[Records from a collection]
-- Opening Marker --
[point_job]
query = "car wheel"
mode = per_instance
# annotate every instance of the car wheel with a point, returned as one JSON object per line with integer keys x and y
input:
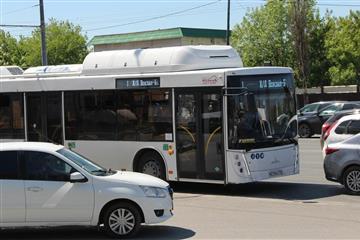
{"x": 152, "y": 164}
{"x": 351, "y": 180}
{"x": 122, "y": 220}
{"x": 304, "y": 130}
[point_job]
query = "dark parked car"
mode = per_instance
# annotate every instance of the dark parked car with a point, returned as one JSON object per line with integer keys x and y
{"x": 310, "y": 124}
{"x": 314, "y": 107}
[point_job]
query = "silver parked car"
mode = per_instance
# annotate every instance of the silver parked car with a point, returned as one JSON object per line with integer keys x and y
{"x": 342, "y": 163}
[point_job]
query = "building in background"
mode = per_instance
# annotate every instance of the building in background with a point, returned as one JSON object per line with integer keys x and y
{"x": 159, "y": 38}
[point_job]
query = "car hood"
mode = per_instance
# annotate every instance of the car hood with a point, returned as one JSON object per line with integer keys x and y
{"x": 136, "y": 179}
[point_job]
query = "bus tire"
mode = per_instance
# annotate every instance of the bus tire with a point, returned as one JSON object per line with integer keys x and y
{"x": 151, "y": 163}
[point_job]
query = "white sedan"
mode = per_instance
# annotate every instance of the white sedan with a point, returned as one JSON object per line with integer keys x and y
{"x": 43, "y": 184}
{"x": 341, "y": 130}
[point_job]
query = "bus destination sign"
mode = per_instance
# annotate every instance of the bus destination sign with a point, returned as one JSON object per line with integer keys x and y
{"x": 138, "y": 83}
{"x": 281, "y": 83}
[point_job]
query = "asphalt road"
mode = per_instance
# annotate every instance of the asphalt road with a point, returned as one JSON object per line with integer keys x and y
{"x": 305, "y": 206}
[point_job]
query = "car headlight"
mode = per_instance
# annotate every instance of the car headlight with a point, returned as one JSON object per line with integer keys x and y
{"x": 154, "y": 191}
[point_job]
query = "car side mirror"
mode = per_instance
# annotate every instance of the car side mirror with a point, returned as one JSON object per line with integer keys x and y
{"x": 77, "y": 177}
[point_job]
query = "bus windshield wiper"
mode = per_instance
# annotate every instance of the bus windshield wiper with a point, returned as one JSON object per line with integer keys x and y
{"x": 99, "y": 171}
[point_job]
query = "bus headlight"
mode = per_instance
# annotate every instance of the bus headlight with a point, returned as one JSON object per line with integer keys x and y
{"x": 154, "y": 192}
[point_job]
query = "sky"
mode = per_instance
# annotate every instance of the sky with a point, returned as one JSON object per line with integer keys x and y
{"x": 102, "y": 17}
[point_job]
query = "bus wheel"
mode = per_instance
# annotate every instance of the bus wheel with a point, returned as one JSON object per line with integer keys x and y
{"x": 151, "y": 163}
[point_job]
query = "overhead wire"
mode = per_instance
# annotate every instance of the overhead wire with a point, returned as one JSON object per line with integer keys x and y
{"x": 155, "y": 18}
{"x": 20, "y": 9}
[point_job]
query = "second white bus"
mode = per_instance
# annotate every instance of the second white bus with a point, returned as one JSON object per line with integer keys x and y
{"x": 190, "y": 113}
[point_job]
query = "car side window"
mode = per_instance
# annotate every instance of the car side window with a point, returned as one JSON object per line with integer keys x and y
{"x": 310, "y": 108}
{"x": 354, "y": 127}
{"x": 330, "y": 110}
{"x": 46, "y": 167}
{"x": 349, "y": 106}
{"x": 9, "y": 165}
{"x": 342, "y": 128}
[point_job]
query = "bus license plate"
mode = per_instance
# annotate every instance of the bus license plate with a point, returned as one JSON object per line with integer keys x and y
{"x": 275, "y": 173}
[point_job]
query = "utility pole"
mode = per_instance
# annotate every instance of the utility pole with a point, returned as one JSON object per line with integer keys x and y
{"x": 228, "y": 25}
{"x": 43, "y": 38}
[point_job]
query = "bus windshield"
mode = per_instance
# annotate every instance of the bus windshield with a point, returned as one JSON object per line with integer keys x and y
{"x": 261, "y": 111}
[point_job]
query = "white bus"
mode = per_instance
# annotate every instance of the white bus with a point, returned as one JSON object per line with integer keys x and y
{"x": 190, "y": 113}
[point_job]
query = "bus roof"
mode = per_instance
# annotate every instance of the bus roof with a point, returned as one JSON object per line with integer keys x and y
{"x": 156, "y": 60}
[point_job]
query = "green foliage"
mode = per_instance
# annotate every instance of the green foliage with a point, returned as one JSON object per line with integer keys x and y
{"x": 65, "y": 44}
{"x": 271, "y": 34}
{"x": 9, "y": 50}
{"x": 343, "y": 44}
{"x": 263, "y": 36}
{"x": 319, "y": 64}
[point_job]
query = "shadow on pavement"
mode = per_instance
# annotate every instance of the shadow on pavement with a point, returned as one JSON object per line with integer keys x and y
{"x": 146, "y": 232}
{"x": 306, "y": 192}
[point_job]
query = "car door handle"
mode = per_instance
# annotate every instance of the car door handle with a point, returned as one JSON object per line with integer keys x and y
{"x": 35, "y": 189}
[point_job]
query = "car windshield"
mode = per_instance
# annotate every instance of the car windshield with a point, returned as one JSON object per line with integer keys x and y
{"x": 84, "y": 163}
{"x": 261, "y": 111}
{"x": 309, "y": 108}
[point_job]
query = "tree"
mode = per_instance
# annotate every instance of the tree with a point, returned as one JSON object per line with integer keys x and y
{"x": 319, "y": 63}
{"x": 263, "y": 36}
{"x": 343, "y": 44}
{"x": 65, "y": 44}
{"x": 300, "y": 14}
{"x": 9, "y": 51}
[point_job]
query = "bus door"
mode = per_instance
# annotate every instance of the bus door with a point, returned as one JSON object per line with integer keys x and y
{"x": 44, "y": 117}
{"x": 199, "y": 131}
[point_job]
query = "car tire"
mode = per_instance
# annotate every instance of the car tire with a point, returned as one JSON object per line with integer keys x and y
{"x": 305, "y": 130}
{"x": 351, "y": 180}
{"x": 152, "y": 164}
{"x": 122, "y": 220}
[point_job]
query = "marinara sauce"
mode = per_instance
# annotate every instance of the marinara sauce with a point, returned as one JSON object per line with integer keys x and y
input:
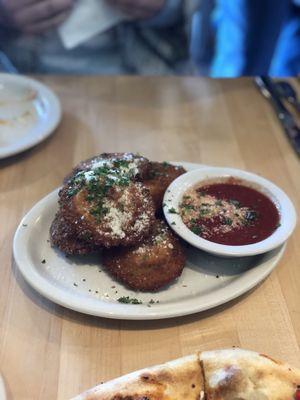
{"x": 229, "y": 212}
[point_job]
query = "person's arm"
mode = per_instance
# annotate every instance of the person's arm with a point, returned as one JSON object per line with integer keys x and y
{"x": 247, "y": 33}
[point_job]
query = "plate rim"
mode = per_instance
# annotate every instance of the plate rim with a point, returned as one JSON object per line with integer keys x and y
{"x": 54, "y": 103}
{"x": 126, "y": 312}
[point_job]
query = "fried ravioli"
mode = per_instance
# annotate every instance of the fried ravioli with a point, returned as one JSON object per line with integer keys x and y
{"x": 124, "y": 216}
{"x": 151, "y": 265}
{"x": 141, "y": 164}
{"x": 63, "y": 236}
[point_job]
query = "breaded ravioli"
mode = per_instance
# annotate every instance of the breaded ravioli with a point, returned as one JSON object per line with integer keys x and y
{"x": 63, "y": 236}
{"x": 122, "y": 216}
{"x": 151, "y": 265}
{"x": 107, "y": 204}
{"x": 139, "y": 165}
{"x": 160, "y": 176}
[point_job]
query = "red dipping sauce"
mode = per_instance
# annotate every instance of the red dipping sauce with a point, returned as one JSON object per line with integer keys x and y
{"x": 229, "y": 212}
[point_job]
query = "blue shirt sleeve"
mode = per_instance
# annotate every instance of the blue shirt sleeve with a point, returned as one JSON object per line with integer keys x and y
{"x": 247, "y": 34}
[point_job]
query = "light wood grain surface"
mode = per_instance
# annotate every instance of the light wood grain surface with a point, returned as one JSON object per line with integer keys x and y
{"x": 48, "y": 352}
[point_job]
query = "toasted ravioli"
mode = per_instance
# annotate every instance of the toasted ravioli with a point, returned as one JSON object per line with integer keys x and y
{"x": 124, "y": 215}
{"x": 63, "y": 236}
{"x": 151, "y": 265}
{"x": 140, "y": 165}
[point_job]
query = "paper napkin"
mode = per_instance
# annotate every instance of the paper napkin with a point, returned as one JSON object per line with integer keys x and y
{"x": 88, "y": 18}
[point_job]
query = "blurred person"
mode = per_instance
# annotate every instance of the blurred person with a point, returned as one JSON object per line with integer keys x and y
{"x": 257, "y": 37}
{"x": 153, "y": 42}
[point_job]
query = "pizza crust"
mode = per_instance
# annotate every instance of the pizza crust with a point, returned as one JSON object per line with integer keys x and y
{"x": 237, "y": 374}
{"x": 232, "y": 374}
{"x": 176, "y": 380}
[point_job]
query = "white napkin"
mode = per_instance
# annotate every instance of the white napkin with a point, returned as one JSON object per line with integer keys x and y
{"x": 88, "y": 18}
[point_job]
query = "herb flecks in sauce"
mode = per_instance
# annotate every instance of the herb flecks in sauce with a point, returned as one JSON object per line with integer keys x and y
{"x": 229, "y": 213}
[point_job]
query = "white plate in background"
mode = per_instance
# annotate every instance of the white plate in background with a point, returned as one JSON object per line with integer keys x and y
{"x": 81, "y": 284}
{"x": 29, "y": 113}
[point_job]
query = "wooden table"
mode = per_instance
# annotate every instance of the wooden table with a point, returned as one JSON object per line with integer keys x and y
{"x": 48, "y": 352}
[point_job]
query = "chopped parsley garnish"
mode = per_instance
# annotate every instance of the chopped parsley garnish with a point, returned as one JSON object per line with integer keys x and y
{"x": 250, "y": 216}
{"x": 98, "y": 181}
{"x": 235, "y": 203}
{"x": 172, "y": 210}
{"x": 128, "y": 300}
{"x": 196, "y": 229}
{"x": 188, "y": 207}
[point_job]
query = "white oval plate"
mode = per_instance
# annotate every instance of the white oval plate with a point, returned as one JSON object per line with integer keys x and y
{"x": 82, "y": 284}
{"x": 29, "y": 113}
{"x": 2, "y": 389}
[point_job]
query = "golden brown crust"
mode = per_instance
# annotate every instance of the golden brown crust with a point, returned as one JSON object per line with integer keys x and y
{"x": 151, "y": 265}
{"x": 176, "y": 380}
{"x": 143, "y": 164}
{"x": 160, "y": 176}
{"x": 63, "y": 236}
{"x": 246, "y": 375}
{"x": 232, "y": 374}
{"x": 128, "y": 220}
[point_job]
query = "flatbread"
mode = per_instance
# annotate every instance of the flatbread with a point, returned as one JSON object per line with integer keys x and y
{"x": 232, "y": 374}
{"x": 237, "y": 374}
{"x": 176, "y": 380}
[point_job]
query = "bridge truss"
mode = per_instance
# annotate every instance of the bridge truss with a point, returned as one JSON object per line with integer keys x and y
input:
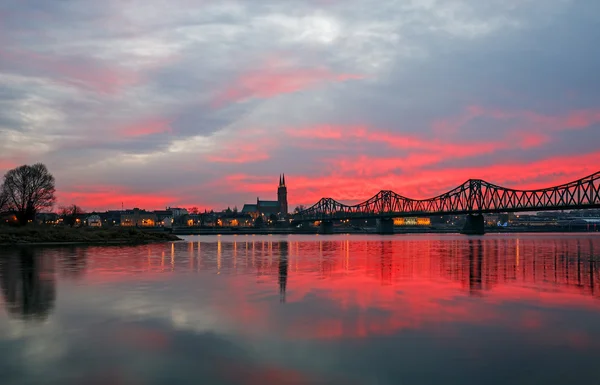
-- Closing Marker --
**YOUR INSTRUCTIONS:** Go through the lines above and copy any that contain "marinara".

**RESPONSE TO THIS EXERCISE:**
query = "marinara sauce"
# annotate every instance of the marinara sauce with a point, returned as one JSON object per line with integer keys x and y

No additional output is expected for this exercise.